- RECORDS FOR THIS EXERCISE:

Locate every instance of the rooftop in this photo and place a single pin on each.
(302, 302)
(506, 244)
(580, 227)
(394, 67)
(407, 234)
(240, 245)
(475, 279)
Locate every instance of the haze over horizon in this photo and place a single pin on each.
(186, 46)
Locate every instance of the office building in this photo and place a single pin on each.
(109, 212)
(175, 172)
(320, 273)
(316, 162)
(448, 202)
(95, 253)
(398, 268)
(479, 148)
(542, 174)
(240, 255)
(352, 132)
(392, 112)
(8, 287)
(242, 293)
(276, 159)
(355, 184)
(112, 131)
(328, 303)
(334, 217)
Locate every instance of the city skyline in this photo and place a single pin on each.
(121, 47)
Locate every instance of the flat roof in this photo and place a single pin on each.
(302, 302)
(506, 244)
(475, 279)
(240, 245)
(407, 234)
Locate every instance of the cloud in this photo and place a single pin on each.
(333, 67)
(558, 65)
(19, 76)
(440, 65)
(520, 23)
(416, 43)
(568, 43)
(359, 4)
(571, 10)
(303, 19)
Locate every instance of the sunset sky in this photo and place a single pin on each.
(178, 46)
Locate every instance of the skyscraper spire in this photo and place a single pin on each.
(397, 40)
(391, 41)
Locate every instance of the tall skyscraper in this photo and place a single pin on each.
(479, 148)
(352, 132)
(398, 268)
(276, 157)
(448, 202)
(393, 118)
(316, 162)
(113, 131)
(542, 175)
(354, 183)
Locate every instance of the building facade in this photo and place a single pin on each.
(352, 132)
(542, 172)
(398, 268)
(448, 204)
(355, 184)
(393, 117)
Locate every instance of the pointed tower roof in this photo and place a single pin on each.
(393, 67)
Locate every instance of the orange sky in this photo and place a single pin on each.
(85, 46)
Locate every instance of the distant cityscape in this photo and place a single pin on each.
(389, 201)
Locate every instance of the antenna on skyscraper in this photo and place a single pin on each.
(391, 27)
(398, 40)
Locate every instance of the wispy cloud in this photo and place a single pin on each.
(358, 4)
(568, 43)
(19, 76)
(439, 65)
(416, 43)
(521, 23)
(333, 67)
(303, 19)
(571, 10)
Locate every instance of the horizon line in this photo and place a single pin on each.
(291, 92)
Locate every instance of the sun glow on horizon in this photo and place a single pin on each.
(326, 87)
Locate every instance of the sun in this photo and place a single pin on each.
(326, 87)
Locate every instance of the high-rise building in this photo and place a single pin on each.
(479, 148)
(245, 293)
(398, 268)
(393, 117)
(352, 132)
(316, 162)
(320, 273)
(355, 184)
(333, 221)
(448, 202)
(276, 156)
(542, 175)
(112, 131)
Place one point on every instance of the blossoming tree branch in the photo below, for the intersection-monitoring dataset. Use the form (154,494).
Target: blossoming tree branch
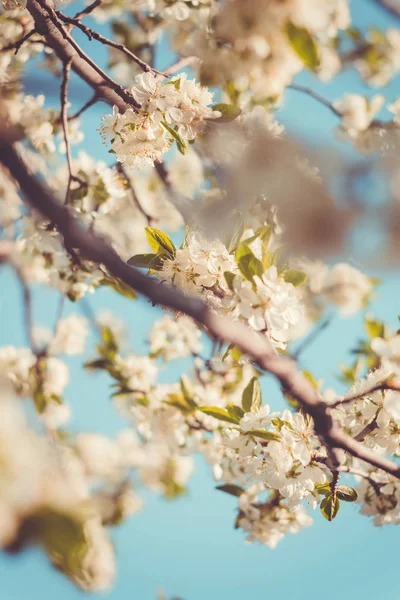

- PROBLEM DETAILS: Give the lines above as a Markdown table with two columns, "Row" for the row number and "Line" for the line. Skip blank lines and leave the pictures out.

- EXERCISE SOLUTION:
| Row | Line |
|---|---|
| 1 | Locate every instance of the rooftop in this photo and place a single pin on each. |
| 2 | (302, 302) |
| 3 | (506, 244) |
| 4 | (580, 227) |
| 5 | (394, 67) |
| 6 | (407, 234) |
| 7 | (240, 245) |
| 8 | (475, 279) |
| 9 | Locate every instance of the haze over horizon in this photo and place a single pin on each. |
| 10 | (186, 46) |
| 11 | Locate every instance of the office building in this photo and place a single pin on each. |
| 12 | (109, 212) |
| 13 | (175, 172) |
| 14 | (320, 273) |
| 15 | (316, 162) |
| 16 | (448, 202) |
| 17 | (95, 253) |
| 18 | (398, 268) |
| 19 | (479, 148) |
| 20 | (542, 174) |
| 21 | (240, 255) |
| 22 | (352, 132) |
| 23 | (392, 112) |
| 24 | (8, 287) |
| 25 | (242, 293) |
| 26 | (276, 159) |
| 27 | (355, 184) |
| 28 | (112, 131) |
| 29 | (328, 303) |
| 30 | (334, 217) |
| 31 | Locate every instance of the city skyline in this photo and place a single pin on each. |
| 32 | (121, 47) |
| 33 | Locate every instance of the flat roof in this photo and place a single pin on each. |
| 34 | (302, 302) |
| 35 | (506, 244) |
| 36 | (475, 279) |
| 37 | (240, 245) |
| 38 | (407, 234) |
| 39 | Locate every instance of the cloud in this photo and place a single pin on each. |
| 40 | (333, 67) |
| 41 | (558, 65) |
| 42 | (19, 76) |
| 43 | (440, 65) |
| 44 | (520, 23) |
| 45 | (416, 43) |
| 46 | (568, 43) |
| 47 | (359, 4) |
| 48 | (571, 10) |
| 49 | (303, 19) |
| 50 | Locate every instance of the sunset sky in this photo and place a single pin on each. |
| 51 | (178, 46) |
| 52 | Locate every instance of the skyscraper spire in this photo and place a single pin on each. |
| 53 | (397, 40) |
| 54 | (391, 41) |
| 55 | Locate every instance of the tall skyscraper in this photo and place a single pin on each. |
| 56 | (479, 148) |
| 57 | (352, 132) |
| 58 | (398, 268) |
| 59 | (276, 157) |
| 60 | (448, 202) |
| 61 | (393, 118) |
| 62 | (316, 162) |
| 63 | (113, 131) |
| 64 | (542, 175) |
| 65 | (354, 183) |
| 66 | Locate every instance of the building facade in this photo and place a single pin on each. |
| 67 | (352, 132) |
| 68 | (542, 172) |
| 69 | (398, 268) |
| 70 | (448, 204) |
| 71 | (355, 184) |
| 72 | (393, 117) |
| 73 | Locate every instance of the pointed tower roof in this photo and place a single pin on each. |
| 74 | (393, 67) |
| 75 | Locate every instance of the orange sky in this photo and place a single pin on each. |
| 76 | (85, 46) |
| 77 | Locate every instance of the distant cityscape in this photo and place a single pin on each. |
| 78 | (389, 201) |
| 79 | Locate every instance of the antenna on skyscraper in this photo and place a single pin on each. |
| 80 | (391, 27) |
| 81 | (398, 40) |
| 82 | Locate every instance of the wispy cloud in this photo and place a single pin on each. |
| 83 | (358, 4) |
| 84 | (568, 43) |
| 85 | (19, 76) |
| 86 | (439, 65) |
| 87 | (416, 43) |
| 88 | (521, 23) |
| 89 | (333, 67) |
| 90 | (303, 19) |
| 91 | (571, 10) |
| 92 | Locate every instance of the horizon line in this photo and place a single pin on each. |
| 93 | (291, 92) |
| 94 | Locate every instance of the sun glow on horizon in this photo and place a single pin on each. |
| 95 | (326, 87) |
| 96 | Locate every instance of the sun in this photo and place a single pin on each. |
| 97 | (326, 87) |
| 98 | Locate every instance of the high-rise building in this photo and place a single pin on each. |
| 99 | (479, 148) |
| 100 | (245, 293) |
| 101 | (398, 268) |
| 102 | (393, 117) |
| 103 | (352, 132) |
| 104 | (316, 162) |
| 105 | (320, 273) |
| 106 | (355, 184) |
| 107 | (333, 221) |
| 108 | (448, 202) |
| 109 | (276, 156) |
| 110 | (542, 175) |
| 111 | (112, 131) |
| 112 | Place one point on every instance of the blossoming tree branch in the photo below, for the intersection-monitoring dataset. Use the form (154,494). |
| 113 | Target: blossoming tree branch |